Exercise description | Using the records below, give again exactly the lines from the line that contains "pillar in this photo." through the line that contains "rectangular window in this photo.", both ends included, and only those.

Dataset records
Content starts

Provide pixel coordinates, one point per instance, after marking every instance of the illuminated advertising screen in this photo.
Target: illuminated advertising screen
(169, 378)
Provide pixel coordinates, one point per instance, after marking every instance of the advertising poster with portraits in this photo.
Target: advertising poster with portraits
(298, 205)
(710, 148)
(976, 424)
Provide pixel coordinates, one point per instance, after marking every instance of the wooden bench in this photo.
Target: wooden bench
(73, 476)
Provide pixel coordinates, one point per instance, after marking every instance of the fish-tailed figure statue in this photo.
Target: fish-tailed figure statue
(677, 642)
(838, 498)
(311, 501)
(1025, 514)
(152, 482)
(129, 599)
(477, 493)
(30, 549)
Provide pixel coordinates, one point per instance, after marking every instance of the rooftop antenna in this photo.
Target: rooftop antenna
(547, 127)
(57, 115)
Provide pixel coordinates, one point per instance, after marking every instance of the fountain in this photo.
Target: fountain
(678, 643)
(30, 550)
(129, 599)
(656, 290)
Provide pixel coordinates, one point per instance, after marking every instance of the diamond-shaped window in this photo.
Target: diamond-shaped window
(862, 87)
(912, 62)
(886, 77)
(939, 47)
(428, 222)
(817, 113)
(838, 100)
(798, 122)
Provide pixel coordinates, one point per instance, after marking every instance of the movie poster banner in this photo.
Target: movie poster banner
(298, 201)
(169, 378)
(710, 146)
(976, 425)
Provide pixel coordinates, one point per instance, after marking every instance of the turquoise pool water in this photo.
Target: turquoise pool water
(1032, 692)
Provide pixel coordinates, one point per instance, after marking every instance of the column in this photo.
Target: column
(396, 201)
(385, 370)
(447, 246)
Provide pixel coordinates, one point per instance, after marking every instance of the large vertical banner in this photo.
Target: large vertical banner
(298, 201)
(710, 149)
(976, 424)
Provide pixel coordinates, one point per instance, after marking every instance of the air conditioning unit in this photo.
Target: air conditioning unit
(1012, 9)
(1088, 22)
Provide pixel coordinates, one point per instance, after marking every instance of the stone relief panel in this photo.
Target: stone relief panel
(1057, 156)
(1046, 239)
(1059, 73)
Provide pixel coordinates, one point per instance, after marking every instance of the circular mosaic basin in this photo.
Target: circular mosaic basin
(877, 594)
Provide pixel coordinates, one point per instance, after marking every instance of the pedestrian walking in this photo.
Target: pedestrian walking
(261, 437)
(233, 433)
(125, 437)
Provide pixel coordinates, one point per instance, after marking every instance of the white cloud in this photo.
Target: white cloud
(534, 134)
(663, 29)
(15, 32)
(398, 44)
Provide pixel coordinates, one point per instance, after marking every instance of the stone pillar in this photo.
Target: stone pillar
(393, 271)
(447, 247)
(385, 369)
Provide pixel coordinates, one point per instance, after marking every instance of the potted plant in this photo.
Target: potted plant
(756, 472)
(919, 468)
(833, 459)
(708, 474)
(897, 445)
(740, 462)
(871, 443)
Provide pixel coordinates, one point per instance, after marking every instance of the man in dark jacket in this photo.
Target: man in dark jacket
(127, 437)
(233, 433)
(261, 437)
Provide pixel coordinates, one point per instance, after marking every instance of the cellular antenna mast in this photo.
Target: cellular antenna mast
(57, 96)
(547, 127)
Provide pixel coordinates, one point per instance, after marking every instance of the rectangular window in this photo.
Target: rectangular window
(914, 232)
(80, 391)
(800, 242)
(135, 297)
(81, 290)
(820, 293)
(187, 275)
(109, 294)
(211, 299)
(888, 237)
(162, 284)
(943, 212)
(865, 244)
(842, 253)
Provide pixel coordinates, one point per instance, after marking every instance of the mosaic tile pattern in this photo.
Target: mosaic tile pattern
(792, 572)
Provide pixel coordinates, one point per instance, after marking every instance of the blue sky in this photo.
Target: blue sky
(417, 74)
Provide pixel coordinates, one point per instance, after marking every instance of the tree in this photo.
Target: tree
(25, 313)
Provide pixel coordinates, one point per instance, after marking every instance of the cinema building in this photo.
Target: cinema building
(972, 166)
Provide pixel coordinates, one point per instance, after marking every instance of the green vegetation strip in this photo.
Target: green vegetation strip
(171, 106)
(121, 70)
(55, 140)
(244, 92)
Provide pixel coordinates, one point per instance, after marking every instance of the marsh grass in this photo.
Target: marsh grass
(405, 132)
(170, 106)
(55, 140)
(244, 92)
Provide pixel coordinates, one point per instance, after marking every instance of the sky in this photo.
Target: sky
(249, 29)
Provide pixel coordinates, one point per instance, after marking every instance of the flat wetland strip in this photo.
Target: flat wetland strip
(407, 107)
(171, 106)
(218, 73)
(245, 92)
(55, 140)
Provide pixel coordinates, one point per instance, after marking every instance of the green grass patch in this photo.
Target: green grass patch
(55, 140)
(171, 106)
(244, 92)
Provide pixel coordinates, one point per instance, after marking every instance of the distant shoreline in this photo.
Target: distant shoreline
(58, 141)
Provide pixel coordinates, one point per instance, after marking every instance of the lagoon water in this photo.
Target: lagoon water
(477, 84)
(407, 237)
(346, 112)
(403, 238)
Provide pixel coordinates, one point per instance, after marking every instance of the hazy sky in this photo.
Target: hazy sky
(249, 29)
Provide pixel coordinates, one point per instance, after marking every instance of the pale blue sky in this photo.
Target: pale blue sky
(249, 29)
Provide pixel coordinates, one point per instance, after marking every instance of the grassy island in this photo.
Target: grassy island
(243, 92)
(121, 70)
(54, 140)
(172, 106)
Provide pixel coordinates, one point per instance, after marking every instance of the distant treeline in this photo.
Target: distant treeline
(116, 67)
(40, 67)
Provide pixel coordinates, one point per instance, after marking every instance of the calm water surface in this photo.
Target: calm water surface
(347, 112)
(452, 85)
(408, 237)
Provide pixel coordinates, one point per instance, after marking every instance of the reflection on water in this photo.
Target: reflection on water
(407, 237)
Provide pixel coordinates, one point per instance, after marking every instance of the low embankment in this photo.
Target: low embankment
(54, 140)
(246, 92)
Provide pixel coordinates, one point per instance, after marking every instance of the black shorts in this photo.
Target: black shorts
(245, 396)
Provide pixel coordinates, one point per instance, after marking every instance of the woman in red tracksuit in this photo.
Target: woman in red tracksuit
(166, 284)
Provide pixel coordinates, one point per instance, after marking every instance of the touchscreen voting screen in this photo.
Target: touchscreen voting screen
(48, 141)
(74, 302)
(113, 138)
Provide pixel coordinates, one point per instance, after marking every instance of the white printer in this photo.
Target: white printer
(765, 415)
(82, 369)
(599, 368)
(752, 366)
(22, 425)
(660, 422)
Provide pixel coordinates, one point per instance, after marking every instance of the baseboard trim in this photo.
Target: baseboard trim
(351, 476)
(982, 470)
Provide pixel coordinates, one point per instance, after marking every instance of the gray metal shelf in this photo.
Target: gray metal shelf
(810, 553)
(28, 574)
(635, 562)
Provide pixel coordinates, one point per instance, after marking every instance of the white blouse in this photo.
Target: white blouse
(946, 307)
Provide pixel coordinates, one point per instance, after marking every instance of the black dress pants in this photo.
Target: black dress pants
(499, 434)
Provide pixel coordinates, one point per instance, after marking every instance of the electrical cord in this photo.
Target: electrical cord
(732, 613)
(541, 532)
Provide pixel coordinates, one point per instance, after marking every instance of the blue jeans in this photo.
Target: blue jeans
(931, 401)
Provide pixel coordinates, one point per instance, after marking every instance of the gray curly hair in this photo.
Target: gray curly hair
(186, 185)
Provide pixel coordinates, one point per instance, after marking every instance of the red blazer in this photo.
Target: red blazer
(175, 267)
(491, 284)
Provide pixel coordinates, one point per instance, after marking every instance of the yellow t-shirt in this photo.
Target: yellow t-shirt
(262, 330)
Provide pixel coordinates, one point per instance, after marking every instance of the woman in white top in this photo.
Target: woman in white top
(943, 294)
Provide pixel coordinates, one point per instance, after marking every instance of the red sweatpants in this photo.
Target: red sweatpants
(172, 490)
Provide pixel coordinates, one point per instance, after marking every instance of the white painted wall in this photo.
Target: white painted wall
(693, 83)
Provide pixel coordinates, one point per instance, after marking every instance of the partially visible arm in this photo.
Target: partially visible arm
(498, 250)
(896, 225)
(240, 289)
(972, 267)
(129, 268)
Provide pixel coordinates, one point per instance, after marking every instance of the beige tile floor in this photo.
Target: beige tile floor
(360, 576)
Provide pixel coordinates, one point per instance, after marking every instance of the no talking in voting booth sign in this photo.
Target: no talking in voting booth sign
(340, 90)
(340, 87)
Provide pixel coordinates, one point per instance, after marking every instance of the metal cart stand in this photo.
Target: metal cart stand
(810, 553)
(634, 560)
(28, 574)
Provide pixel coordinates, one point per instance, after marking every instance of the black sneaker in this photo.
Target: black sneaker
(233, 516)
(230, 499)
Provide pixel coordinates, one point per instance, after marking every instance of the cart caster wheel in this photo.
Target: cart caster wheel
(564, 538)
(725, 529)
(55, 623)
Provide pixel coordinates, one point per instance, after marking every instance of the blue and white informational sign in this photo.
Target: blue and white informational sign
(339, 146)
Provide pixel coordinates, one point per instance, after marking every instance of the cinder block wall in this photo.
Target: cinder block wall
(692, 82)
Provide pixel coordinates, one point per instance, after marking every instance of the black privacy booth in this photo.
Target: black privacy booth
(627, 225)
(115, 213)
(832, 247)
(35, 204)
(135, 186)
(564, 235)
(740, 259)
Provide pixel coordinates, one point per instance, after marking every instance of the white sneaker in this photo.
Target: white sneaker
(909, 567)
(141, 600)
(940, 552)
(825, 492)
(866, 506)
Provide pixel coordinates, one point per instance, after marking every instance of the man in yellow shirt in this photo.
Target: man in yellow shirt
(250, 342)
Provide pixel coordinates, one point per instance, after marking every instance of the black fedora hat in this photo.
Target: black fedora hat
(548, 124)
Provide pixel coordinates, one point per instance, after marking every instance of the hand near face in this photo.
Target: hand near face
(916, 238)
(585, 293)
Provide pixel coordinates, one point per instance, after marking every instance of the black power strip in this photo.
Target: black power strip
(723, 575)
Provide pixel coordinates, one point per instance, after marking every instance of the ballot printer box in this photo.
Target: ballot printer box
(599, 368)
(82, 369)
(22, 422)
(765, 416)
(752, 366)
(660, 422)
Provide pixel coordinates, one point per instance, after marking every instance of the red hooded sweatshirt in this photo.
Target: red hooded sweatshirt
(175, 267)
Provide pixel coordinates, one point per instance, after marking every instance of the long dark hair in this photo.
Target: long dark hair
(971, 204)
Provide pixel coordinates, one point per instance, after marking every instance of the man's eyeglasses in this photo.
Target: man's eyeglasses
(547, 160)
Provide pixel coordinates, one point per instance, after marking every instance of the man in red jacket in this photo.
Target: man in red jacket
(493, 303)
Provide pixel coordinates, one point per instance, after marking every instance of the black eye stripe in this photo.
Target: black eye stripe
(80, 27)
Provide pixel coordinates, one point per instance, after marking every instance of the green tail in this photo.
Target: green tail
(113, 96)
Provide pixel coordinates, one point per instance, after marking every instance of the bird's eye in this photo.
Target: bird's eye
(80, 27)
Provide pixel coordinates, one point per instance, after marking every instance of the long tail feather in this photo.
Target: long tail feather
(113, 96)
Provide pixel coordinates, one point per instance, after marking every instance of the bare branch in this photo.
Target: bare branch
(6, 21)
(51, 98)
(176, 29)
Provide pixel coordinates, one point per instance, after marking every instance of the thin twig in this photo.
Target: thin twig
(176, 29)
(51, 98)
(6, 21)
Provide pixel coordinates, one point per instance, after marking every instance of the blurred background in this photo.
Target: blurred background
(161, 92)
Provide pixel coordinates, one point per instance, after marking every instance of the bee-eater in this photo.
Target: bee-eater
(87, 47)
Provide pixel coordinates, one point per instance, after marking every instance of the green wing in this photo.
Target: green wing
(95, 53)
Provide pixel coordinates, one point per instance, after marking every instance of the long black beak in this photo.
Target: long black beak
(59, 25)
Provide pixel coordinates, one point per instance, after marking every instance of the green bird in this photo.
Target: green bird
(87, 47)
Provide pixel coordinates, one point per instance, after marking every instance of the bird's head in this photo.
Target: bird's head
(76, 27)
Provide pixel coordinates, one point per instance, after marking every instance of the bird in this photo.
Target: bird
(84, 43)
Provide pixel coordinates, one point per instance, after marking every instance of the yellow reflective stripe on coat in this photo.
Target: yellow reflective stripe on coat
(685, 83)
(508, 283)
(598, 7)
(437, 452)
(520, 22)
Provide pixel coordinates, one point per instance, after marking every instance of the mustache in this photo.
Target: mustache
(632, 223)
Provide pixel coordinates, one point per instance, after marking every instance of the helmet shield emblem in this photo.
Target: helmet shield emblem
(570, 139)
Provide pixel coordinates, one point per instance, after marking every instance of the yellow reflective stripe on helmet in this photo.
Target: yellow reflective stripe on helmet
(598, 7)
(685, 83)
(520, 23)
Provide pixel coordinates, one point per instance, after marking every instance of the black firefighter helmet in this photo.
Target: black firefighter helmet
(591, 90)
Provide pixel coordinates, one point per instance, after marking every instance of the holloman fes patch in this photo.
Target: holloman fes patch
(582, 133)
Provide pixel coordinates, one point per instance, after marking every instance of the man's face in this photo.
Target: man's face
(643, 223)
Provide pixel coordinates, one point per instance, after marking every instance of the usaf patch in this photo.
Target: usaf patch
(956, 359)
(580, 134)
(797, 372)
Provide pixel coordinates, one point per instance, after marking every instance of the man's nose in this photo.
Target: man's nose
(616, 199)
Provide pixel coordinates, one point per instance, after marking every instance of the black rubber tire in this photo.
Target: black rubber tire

Content ends

Answer for this exercise |
Provide pixel coordinates, one point per instance, after marking every instance of the stone pillar in this photo.
Target: stone pillar
(393, 271)
(447, 247)
(385, 369)
Provide pixel coordinates, one point per instance, after marking every instance of the potted plant in this photo.
Target: potted plant
(756, 472)
(919, 468)
(833, 459)
(708, 474)
(897, 445)
(740, 462)
(871, 443)
Provide pixel coordinates, one point per instance, after marking every instance of the man in dark jacket in this photo.
Target: man in dark jacket
(127, 437)
(233, 433)
(261, 437)
Provide pixel coordinates, one point per instance, after marking every instance of the cellular antenna mast in this photo.
Target: cellular antenna mast
(57, 96)
(547, 127)
Provide pixel coordinates, one point per instance, after marking every instance of the rectangular window in this photo.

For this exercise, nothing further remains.